Go through the material below and pull out every line that contains the word "wall". Copy each of those lines.

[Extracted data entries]

----------------

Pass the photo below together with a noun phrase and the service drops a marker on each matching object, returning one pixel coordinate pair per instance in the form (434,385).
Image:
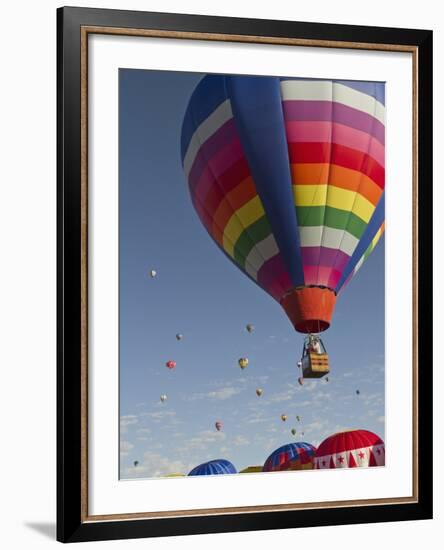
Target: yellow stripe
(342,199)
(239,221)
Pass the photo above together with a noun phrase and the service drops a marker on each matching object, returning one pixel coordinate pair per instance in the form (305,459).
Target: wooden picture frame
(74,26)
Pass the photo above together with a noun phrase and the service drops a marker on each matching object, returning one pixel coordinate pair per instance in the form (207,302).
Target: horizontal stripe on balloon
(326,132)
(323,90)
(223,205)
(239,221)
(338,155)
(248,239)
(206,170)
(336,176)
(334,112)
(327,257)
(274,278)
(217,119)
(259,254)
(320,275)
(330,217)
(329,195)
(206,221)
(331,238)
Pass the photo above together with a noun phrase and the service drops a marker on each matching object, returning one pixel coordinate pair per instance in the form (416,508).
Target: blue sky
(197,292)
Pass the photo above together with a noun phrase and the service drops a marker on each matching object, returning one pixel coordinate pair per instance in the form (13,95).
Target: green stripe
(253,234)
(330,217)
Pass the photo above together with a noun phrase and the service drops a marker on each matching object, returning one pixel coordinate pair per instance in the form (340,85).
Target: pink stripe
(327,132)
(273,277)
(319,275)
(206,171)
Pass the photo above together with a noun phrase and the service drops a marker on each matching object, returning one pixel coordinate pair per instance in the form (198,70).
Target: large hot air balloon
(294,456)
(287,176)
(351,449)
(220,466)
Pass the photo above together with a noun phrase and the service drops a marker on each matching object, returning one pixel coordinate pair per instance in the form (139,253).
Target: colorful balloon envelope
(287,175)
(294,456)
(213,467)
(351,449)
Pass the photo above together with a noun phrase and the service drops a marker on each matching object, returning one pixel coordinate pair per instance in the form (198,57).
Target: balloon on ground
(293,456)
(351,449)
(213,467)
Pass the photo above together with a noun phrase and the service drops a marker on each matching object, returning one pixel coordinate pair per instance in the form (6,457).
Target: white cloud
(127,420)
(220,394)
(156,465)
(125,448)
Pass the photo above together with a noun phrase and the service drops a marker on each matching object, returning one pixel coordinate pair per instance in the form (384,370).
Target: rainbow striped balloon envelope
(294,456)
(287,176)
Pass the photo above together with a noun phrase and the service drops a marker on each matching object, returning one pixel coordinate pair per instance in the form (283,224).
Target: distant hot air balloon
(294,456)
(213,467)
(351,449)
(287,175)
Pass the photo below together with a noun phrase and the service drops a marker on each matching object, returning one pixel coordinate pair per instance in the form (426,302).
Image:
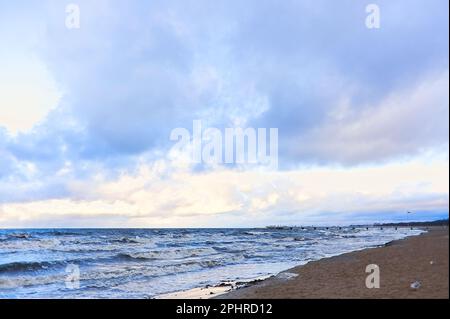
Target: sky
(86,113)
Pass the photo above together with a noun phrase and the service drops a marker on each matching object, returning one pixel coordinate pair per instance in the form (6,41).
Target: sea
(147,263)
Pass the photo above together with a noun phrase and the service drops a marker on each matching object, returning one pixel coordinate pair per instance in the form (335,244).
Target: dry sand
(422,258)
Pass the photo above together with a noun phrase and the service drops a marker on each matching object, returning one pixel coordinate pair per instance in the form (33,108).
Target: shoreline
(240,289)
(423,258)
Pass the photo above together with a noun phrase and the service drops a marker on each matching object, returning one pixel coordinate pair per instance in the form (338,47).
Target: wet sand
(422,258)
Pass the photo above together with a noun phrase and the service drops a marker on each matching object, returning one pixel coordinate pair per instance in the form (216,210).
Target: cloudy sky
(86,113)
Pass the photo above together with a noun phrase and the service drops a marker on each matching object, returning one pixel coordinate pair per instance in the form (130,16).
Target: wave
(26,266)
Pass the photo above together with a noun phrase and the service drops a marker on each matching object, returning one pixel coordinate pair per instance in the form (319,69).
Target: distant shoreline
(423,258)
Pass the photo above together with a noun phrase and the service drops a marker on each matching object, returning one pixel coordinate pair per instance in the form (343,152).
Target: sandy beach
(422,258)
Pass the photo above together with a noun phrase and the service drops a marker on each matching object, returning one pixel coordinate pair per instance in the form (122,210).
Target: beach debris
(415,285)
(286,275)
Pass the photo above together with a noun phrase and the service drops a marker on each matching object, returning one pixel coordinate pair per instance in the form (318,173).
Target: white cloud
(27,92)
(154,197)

----------------

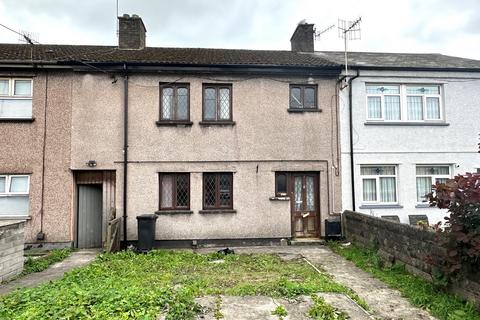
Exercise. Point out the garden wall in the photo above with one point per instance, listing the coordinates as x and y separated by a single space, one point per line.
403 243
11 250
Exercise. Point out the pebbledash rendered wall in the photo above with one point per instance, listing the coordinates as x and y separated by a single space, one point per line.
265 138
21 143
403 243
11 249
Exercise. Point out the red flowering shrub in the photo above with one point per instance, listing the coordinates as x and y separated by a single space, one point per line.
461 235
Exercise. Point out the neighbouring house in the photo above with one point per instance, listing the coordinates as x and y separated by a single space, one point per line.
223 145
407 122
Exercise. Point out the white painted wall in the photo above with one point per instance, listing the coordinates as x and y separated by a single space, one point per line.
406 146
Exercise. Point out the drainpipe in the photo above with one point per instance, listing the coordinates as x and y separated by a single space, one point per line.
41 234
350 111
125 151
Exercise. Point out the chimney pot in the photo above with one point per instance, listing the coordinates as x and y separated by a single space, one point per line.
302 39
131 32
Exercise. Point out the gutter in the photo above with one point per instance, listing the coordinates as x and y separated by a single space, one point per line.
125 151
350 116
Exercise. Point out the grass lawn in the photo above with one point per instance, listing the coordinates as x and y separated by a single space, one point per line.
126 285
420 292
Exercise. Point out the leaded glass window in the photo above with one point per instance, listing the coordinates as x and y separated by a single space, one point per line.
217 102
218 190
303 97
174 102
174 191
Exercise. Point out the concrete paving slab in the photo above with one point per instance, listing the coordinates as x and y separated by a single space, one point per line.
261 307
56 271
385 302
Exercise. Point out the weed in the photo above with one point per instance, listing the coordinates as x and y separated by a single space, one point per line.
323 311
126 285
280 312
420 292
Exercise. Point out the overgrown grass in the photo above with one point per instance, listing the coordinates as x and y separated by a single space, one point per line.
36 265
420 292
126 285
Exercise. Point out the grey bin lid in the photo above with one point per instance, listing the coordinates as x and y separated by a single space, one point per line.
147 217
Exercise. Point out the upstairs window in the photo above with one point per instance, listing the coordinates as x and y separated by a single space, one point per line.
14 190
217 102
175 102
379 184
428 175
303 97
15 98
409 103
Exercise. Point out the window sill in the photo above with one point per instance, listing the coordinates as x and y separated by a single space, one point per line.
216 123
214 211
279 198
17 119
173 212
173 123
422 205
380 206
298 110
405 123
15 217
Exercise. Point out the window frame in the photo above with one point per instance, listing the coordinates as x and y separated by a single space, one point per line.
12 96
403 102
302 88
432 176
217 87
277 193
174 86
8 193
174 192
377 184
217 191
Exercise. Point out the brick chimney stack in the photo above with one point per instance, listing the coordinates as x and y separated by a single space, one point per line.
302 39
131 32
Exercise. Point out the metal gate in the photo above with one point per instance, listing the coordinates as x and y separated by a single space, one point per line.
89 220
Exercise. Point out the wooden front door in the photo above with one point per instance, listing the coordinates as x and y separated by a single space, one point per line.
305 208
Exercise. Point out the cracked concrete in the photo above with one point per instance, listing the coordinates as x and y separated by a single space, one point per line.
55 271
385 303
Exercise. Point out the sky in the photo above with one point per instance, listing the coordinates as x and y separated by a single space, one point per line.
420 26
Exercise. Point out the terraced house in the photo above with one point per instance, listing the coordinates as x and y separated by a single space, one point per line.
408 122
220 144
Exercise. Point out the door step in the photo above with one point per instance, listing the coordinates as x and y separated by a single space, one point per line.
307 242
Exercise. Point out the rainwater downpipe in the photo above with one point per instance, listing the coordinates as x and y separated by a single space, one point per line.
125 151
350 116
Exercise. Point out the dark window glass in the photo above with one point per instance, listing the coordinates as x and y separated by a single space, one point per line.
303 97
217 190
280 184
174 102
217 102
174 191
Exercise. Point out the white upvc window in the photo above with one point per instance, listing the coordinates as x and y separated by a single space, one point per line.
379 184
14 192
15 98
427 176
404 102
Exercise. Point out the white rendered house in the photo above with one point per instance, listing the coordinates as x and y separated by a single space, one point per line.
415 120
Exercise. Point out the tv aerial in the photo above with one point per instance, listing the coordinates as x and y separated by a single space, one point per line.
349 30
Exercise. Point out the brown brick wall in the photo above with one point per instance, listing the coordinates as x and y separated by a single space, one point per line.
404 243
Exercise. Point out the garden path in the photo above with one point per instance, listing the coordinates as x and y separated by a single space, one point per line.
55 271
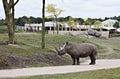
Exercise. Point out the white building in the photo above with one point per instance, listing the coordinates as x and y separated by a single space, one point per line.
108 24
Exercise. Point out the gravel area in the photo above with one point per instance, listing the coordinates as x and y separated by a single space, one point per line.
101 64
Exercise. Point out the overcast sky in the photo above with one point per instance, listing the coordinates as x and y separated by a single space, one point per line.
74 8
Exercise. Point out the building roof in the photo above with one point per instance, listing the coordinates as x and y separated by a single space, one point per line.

----------------

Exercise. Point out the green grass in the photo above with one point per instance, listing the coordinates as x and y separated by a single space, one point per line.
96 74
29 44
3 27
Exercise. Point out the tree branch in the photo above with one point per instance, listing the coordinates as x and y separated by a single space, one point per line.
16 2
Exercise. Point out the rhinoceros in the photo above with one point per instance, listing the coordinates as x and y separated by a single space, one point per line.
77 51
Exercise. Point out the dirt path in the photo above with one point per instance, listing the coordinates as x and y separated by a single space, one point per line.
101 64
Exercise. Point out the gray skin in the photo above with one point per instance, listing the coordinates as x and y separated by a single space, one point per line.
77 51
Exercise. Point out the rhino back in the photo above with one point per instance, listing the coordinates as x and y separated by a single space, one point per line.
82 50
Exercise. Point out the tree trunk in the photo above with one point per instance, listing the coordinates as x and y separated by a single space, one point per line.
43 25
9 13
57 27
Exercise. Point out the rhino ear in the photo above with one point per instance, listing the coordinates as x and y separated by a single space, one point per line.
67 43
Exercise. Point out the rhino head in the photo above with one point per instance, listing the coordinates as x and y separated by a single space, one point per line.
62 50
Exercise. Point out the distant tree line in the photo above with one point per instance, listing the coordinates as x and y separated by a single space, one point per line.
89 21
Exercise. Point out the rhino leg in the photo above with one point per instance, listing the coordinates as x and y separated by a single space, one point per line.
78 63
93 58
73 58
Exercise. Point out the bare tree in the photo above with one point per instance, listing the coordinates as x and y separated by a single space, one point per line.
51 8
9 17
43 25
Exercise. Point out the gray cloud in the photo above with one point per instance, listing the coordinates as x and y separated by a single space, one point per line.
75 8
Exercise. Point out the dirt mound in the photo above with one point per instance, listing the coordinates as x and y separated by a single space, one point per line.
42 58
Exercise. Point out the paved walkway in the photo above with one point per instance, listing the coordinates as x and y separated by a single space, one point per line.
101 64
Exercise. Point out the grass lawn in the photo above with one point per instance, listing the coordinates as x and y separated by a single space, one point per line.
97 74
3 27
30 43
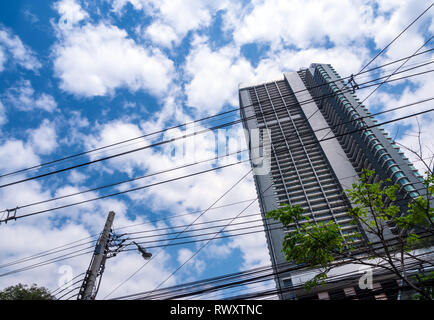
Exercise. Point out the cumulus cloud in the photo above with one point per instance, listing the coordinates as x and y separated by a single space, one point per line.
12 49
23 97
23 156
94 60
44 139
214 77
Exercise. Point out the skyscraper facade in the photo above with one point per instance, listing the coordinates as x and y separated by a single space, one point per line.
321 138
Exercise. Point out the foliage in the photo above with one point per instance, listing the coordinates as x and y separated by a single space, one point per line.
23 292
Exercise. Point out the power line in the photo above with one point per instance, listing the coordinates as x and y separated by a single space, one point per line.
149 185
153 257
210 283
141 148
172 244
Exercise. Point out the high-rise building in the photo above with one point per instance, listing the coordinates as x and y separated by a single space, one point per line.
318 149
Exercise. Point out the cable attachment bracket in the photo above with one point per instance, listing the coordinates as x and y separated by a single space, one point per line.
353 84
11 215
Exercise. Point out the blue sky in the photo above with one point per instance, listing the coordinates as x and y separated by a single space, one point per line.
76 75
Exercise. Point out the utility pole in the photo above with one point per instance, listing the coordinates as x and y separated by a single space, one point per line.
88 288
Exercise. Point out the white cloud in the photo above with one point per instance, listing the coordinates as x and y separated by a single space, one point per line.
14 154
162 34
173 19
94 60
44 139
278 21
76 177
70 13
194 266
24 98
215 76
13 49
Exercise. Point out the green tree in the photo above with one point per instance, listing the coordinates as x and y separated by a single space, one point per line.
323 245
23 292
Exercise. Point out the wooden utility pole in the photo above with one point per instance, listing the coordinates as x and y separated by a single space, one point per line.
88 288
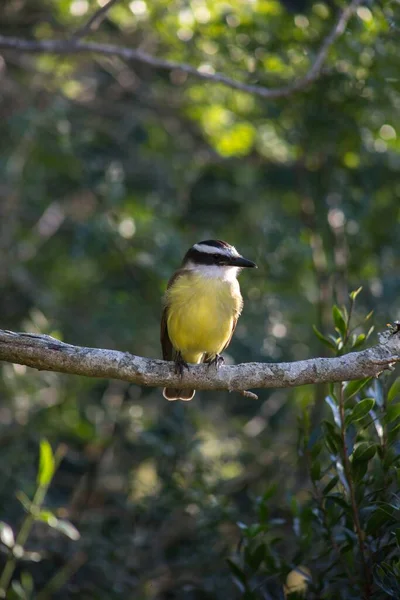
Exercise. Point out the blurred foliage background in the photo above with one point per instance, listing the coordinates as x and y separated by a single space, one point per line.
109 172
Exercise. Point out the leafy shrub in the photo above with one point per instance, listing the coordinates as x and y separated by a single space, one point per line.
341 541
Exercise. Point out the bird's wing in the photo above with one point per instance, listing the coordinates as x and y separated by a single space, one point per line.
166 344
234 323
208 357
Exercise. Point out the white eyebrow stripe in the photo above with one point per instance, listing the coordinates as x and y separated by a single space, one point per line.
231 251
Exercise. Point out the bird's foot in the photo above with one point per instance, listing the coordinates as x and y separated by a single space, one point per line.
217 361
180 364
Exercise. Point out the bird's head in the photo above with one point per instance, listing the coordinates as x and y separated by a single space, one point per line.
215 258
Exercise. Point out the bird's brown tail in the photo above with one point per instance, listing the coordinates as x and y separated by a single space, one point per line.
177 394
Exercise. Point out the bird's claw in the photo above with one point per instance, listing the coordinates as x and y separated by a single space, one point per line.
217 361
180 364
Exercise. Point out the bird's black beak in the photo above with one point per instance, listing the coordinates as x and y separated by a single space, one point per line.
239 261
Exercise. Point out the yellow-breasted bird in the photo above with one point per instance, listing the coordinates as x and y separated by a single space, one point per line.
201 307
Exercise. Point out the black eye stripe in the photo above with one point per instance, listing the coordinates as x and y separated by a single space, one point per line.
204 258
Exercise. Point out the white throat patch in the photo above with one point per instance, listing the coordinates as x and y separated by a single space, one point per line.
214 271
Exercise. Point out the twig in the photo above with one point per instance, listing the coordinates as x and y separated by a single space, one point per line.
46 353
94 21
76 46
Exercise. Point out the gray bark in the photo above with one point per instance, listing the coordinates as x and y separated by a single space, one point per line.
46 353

----------------

TASK ANSWER:
Exercise. Point out the garden wall in the photo above with one point per instance, listing the coordinates as x and y separated by a single space, one point per line.
Exercise. Point out the pebbledash rendered wall in the photo above with one point per instance, listing the coordinates as x and y separated by a single space, one point per line.
Exercise. Point out the white painted wall in the photo above with one point per instance, listing the coordinates as x and y separated by a single space, one point per line.
Exercise. Point out the brown brick wall in the photo above with one point per instance, listing the coordinates as x and y separated by a single space, one point per line.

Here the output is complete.